:: Document extract ::
Vlad Coroama: Hi, Bruce. Thanks for having me.
BM: Thanks for making time. And here we are in beautiful Zurich and we're in a lovely cafe having coffee, which is just perfect for good conversation. I'd like to briefly introduce you and just start with your background because I wanted to talk to you so much when I was coming to Zurich because you specialize in computing and sustainability. And it's obviously been a passion of yours for a very long time. Looking at your bio, I think it was about 20 years research on that subject area and in all sorts of countries. I've got Brazil, Portugal, Sweden, Germany, and of course, here in Switzerland. You've really been involved with that for a very long time … A passion from the beginning, or what led you into this space?
VC: It became at some point a passion. And that point, and I'm almost ashamed to admit, it's when I saw Al Gore's movie. I didn't know until 2006 about climate change. I had almost finished my PhD at one of the foremost European universities in a technical field, computing, and I didn't know about climate change. Or perhaps I don't remember exactly. Perhaps I had marginally, peripherally heard about it, but I wasn't truly aware of it. And for me, that was alive, but I was always interested in computing and society. So early within my PhD, so 20 something years ago, 24, 25, it was in the field of ubiquitous computing, which today people would call IoT, Internet of Things. It's basically the same concept. And I early became interested in the societal and economic effects of it. So my PhD were two main projects. One was with the Swiss Association of the Blind, trying to see how we can deploy computing to give blind and visually impaired more power to understand the world better …
BM: Brilliant.
VC: … And the other one was with paper use insurances, which is a concept that today is deployed. So for example... And one of the first prototypes that existed was done by me together with some students and my PhD advisor, just looking what this might mean breaking information asymmetry. So it was a lot about societal and economic effects. And then I saw Al Gore and then all of a sudden, it all became sort of environmental for me. I'm still interested in sustainability generally, but clearly the environmental part is the most interesting. And that's what I've been doing since 2006, since the movie came out.
BM: It was such a powerful movie, wasn't it? It's such a well put together movie, such a powerful message. And unfortunately, that was the politicization moment, wasn't it? In the US, that was when the other side of politics decided to become climate deniers, because it was Al Gore. I mean, it's crazy, but very powerful. I remember it really.
VC: But this is, for me, a reason of optimism. Because if I think that... I mean, now it seems we've always known this, but I personally have known this less than 20 years. So I presume that most of humankind understood about climate change. I mean, even scientifically, we understood it perhaps in the '50s, the first time that someone right out of Russia looking at the ice core things. But it really became mainstream over the past two to three decades. And for that, we have actually at least in the internalizing it, we have come a long way. Now we also need to do something about it.
BM: Yeah, yeah. So it gives you hope because in 30 years, there's been so much change in understanding.
VC: Actually.
BM: So you know what? Maybe we're all moving in the right direction.
VC: Would you agree or?
BM: Yeah, when I think about it. I mean, when I dig into the detail, I get pessimistic about how long it's taking. I get pessimistic, because there's so little time to make so much change. We have all the tools, all the technologies, all the information we need, but we need to act a little faster. So I guess that's where I get my pessimism hat on. But when I look at the big sweep, I agree, you can't ignore it. And everywhere in the world I travel, everywhere, you can see with your own eyes, the climate change, you can see it. When you go to the Maldives, you see the sea level rise, you can talk to people about it. You go to different parts of the world, you go to Japan, or here in Europe, and you look at the snow, and the patterns of snow each year, you can see it, and then the storm frequency. So yes, I guess we'll all know about it, no matter what.

:: Tasks to carry out ::
1) Please say whether each statement agrees with the interview, answering yes or no and quoting the words that decide it: (a) Coroama did not know about climate change until 2006. (b) Coroama describes ubiquitous computing as a different concept from what people now call the Internet of Things. (c) The interviewer says climate change can be seen with one's own eyes in places visited around the world.
2) In one to three sentences, explain why Coroama calls the wider awareness of climate change a reason for optimism in the interview.

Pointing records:
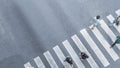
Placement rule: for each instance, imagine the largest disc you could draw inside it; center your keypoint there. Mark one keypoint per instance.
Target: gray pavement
(28, 28)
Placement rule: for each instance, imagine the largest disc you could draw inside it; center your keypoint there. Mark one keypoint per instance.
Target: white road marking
(82, 48)
(50, 59)
(73, 54)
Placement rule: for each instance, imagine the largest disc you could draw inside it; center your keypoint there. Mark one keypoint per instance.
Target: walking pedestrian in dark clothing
(117, 41)
(83, 56)
(69, 60)
(95, 21)
(117, 21)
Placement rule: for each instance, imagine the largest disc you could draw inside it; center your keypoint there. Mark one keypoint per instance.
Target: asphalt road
(30, 27)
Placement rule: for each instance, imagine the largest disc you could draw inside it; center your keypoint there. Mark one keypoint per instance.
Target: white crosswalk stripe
(95, 48)
(50, 59)
(105, 44)
(79, 44)
(39, 62)
(118, 12)
(61, 56)
(111, 19)
(108, 31)
(91, 61)
(28, 65)
(73, 54)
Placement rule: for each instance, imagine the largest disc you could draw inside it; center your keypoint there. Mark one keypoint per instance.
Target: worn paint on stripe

:: Task results ::
1)
(a) Yes: "I didn't know until 2006 about climate change."
(b) No: "It's basically the same concept."
(c) Yes: "everywhere, you can see with your own eyes, the climate change, you can see it."

2) Climate change became mainstream only over the past two to three decades, and Coroama personally has known about it for less than 20 years. In that short time humankind has come a long way in internalizing it, and that is the source of Coroama's optimism.